Text passage:

□ □ □

FIG. 2 is a block diagram illustrating components of ML platform 150, which are configured to perform embodiments. Security agents 124 of customer environment 102 generate alerts based on suspicious activities and transmit those alerts to ML platform 150, e.g., over the Internet. During a training phase of ML platform 150, ML model 200 is trained to divide prior alerts from security agents 124 into clusters. ML model 200 then stores the clusters of prior alerts in a clustered alerts database (DB) 210. ML model 200 clusters the prior alerts based on at least one attribute of the prior alerts such as an initiator of activity that triggered the prior alerts.


As part of the ML, for each of the clusters, ML platform 150 aggregates values of attributes of all the prior alerts of the cluster. ML platform 150 uses the aggregation of the values for each of the clusters to generate cluster profiles 222. Cluster profiles 222 of all the clusters are provided to an alert analysis service 220. Each of cluster profiles 222 is referred to herein simply as cluster profile 222. An example of cluster profile 222 is discussed below in conjunction with FIG. 3A.


During an operational phase of ML platform 150 (after the training phase), new alerts are received from security agents 124. When a new alert is determined to belong to a particular cluster of clustered alerts DB 210, alert analysis service 220 uses the associated cluster profile from cluster profiles 222 to determine how to process the new alert. An explanation service 230 then generates an explanation for the determined processing. The new alert and the explanation are then stored in a queue based on the determined processing.


For example, if a new alert is likely malicious, the new alert is classified into a high-priority group and stored in a high-priority alert queue 240 with its explanation. If the new alert is suspicious but not as likely to be malicious as alerts in the high-priority group, the new alert is classified into a gray group and stored in a gray alert queue 250 with its explanation. If the new alert is likely harmless, the new alert is classified into a low-priority alert queue 260 with its explanation.

□ □ □

Record list:

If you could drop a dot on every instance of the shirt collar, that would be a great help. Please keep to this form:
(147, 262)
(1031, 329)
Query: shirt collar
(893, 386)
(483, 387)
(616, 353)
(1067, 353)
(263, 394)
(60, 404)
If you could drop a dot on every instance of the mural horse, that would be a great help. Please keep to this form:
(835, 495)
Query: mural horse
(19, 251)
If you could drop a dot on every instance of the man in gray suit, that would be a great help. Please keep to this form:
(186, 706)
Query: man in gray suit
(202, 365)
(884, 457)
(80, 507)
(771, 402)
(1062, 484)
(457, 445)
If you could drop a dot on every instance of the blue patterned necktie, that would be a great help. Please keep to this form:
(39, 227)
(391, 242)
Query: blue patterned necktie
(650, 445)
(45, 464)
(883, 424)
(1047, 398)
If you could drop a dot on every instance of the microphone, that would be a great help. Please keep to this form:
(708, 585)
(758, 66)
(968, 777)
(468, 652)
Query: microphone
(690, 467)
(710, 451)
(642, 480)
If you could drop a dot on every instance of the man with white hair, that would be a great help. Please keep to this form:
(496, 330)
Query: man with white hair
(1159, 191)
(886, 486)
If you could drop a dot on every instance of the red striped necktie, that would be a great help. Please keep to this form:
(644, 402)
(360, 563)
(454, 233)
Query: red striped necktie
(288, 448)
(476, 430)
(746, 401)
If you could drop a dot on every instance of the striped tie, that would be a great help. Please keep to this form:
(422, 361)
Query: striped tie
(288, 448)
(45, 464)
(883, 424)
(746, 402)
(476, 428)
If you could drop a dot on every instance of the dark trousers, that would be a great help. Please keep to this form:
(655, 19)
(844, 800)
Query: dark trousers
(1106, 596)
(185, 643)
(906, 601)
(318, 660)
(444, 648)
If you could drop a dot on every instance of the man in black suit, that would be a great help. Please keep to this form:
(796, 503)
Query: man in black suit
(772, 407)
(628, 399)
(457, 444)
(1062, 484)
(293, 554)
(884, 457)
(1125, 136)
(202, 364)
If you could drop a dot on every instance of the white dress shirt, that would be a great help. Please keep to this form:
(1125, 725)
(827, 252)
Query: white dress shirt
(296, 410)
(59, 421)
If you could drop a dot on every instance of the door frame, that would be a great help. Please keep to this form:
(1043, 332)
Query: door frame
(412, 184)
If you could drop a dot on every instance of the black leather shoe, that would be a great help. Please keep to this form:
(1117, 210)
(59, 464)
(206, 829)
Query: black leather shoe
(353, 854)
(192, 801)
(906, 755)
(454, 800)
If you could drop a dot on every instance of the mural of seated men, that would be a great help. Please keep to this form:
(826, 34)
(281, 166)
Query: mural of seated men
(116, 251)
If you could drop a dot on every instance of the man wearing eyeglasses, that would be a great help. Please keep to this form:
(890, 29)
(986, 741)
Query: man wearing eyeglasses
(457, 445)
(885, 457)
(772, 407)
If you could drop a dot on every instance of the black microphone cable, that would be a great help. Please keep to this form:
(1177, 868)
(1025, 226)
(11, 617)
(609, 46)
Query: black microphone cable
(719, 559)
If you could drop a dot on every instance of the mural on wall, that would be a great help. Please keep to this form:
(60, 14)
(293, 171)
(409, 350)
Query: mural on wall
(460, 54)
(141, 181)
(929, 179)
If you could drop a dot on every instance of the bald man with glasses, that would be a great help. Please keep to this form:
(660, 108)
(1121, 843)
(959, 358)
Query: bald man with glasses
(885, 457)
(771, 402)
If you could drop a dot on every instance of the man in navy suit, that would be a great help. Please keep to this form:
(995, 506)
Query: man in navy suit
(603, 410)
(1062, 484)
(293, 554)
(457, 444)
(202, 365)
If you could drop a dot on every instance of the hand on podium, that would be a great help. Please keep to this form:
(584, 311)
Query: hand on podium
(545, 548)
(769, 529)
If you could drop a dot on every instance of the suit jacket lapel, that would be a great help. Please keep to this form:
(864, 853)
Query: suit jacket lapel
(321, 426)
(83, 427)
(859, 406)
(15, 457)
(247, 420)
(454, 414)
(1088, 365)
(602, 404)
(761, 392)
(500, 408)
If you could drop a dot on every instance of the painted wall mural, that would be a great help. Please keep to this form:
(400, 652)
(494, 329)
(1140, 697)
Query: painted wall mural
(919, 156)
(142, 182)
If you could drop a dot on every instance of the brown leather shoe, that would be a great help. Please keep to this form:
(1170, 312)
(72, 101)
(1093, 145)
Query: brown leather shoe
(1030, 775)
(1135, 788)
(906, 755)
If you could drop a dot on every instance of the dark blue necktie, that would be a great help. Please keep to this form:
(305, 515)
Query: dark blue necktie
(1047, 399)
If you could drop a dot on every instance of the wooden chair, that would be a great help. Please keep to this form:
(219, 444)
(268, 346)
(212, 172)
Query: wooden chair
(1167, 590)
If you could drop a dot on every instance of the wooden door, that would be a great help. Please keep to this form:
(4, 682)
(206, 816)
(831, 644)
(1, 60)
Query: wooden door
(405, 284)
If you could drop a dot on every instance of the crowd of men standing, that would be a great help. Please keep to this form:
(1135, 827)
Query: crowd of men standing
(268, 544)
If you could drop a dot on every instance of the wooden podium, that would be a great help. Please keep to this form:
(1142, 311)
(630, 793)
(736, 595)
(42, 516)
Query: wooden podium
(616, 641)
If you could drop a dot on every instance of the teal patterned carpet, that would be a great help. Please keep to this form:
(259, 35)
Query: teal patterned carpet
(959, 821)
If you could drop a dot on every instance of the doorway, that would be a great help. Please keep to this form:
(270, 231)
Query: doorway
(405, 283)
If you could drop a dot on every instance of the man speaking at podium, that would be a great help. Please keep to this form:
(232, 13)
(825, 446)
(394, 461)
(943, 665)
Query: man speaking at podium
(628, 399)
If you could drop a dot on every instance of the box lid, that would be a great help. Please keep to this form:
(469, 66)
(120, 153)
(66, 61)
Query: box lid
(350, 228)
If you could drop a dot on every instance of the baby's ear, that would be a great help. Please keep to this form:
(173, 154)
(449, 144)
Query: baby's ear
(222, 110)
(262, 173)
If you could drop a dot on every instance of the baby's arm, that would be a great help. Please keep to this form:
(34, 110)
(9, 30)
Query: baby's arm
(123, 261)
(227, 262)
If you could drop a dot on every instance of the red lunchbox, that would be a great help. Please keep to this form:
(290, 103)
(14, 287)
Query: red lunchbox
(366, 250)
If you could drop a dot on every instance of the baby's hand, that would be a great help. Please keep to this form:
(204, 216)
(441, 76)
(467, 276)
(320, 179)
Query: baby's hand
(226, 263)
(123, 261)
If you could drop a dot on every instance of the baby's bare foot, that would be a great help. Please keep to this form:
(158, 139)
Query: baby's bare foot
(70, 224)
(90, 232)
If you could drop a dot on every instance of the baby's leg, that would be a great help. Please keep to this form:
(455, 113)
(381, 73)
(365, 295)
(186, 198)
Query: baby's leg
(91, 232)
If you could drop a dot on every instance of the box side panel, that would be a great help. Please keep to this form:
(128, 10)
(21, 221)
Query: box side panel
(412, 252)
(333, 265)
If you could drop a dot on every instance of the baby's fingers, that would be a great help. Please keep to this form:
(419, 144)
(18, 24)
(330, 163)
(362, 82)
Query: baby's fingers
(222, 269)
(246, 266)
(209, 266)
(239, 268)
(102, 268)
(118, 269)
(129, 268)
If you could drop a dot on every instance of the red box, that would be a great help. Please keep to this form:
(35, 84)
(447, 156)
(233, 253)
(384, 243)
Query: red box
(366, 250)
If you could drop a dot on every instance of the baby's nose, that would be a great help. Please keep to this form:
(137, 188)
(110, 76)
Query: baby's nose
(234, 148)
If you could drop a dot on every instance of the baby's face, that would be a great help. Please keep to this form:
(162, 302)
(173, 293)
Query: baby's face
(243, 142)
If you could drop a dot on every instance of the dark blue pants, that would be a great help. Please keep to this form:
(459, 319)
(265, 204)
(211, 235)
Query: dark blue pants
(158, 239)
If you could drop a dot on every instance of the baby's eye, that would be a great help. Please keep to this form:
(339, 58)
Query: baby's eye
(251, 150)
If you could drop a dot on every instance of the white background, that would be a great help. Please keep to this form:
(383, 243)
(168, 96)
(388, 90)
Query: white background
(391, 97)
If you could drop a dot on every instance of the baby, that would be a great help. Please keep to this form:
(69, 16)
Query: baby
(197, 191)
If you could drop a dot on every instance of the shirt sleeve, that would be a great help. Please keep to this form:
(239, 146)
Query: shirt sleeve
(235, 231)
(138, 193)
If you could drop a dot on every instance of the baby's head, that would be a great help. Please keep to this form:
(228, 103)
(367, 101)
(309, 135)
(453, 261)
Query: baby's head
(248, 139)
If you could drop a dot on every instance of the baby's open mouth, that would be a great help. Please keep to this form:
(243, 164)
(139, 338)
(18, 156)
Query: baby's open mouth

□ □ □

Things to do:
(1) List every alert queue named in the passage on ML alert triage, with its reference number.
(2) Set down, word for word, the span of the passage on ML alert triage from "As part of the" to "with FIG. 3A.".
(3) Extend the passage on ML alert triage beyond its last sentence.
The data comes from a different source than the passage on ML alert triage.

Set of answers:
(1) high-priority alert queue 240, gray alert queue 250, low-priority alert queue 260

(2)
As part of the ML, for each of the clusters, ML platform 150 aggregates values of attributes of all the prior alerts of the cluster. ML platform 150 uses the aggregation of the values for each of the clusters to generate cluster profiles 222. Cluster profiles 222 of all the clusters are provided to an alert analysis service 220. Each of cluster profiles 222 is referred to herein simply as cluster profile 222. An example of cluster profile 222 is discussed below in conjunction with FIG. 3A.

(3)
ML platform 150 eventually dequeues alerts and explanations in high-priority alert queue 240 and gray alert queue 250 and transmits them to security analytics platform 160 for evaluation. Alerts and explanations in high-priority alert queue 240 are prioritized over those of gray alert queue 250. Alerts and explanations in low-priority alert queue 260 may later be transmitted to security analytics platform 160 on demand, e.g., upon malicious activity being detected and there potentially being evidence of the activity in alerts of the low-priority group. Although FIG. 2 illustrates three alert queues, embodiments may vary the number of alert queues used. For example, there may simply be two alert queues, one for high-priority alerts and another for low-priority alerts. There may also be more than three alert queues, thus creating more than three tiers of priority.



FIG. 3A illustrates an example of cluster profile 222, represented in JavaScript Object Notation (JSON) format. Lines 300 of cluster profile 222 include attributes of the associated cluster. As indicated by the value of the “cmd” attribute of lines 300, every prior alert of the cluster executed a command that was similar (if not identical) to the following command: “C:\Program Files\authorizepayment\authorizepayment.exe.” As indicated by the value of the “cmdCount” attribute of lines 300, the size of the cluster is 22,520, i.e., there are 22,520 prior alerts in the cluster. The larger “cmdCount” is, the more statistically significant the cluster is, i.e., the more common it was during the training phase for the prior alerts to be assigned to the cluster. The statistical significance of a cluster affects how cluster profile 222 is applied during the operational phase, as discussed further below.


The value of the “tlsh” (trend locality sensitive hash) attribute of lines 300 is a hash of the values of any attributes that were used for clustering the prior alerts. In the example of FIG. 3A, the “cmd” attribute was used for clustering the prior alerts, and the value of the “tlsh” attribute is thus a hash of the value of the “cmd” attribute. The “tlsh” attribute is used to determine whether a new alert belongs to particular cluster. Specifically, a command indicated by the new alert is hashed and compared to the value of the “tlsh” attribute. If the distance is within a threshold indicated by the value of the “radius” attribute, then the new alert belongs to the cluster. It should be noted that applying trend locality sensitive hashes (TLSHs) is merely one method of clustering alerts. Other known methods in the art may alternatively be used.


Cluster profile 222 includes a number “nrule” of rules associated with the cluster. The rules associated with a cluster include all the rules that triggered prior alerts of the cluster, such rules being used by security agents 124 for identifying malicious activity. Cluster profile 222 illustrated by FIG. 3A includes two such rules, one represented in lines 310 and another represented in lines 320. However, the number of rules that may trigger prior alerts of a cluster may be only one or may be much greater.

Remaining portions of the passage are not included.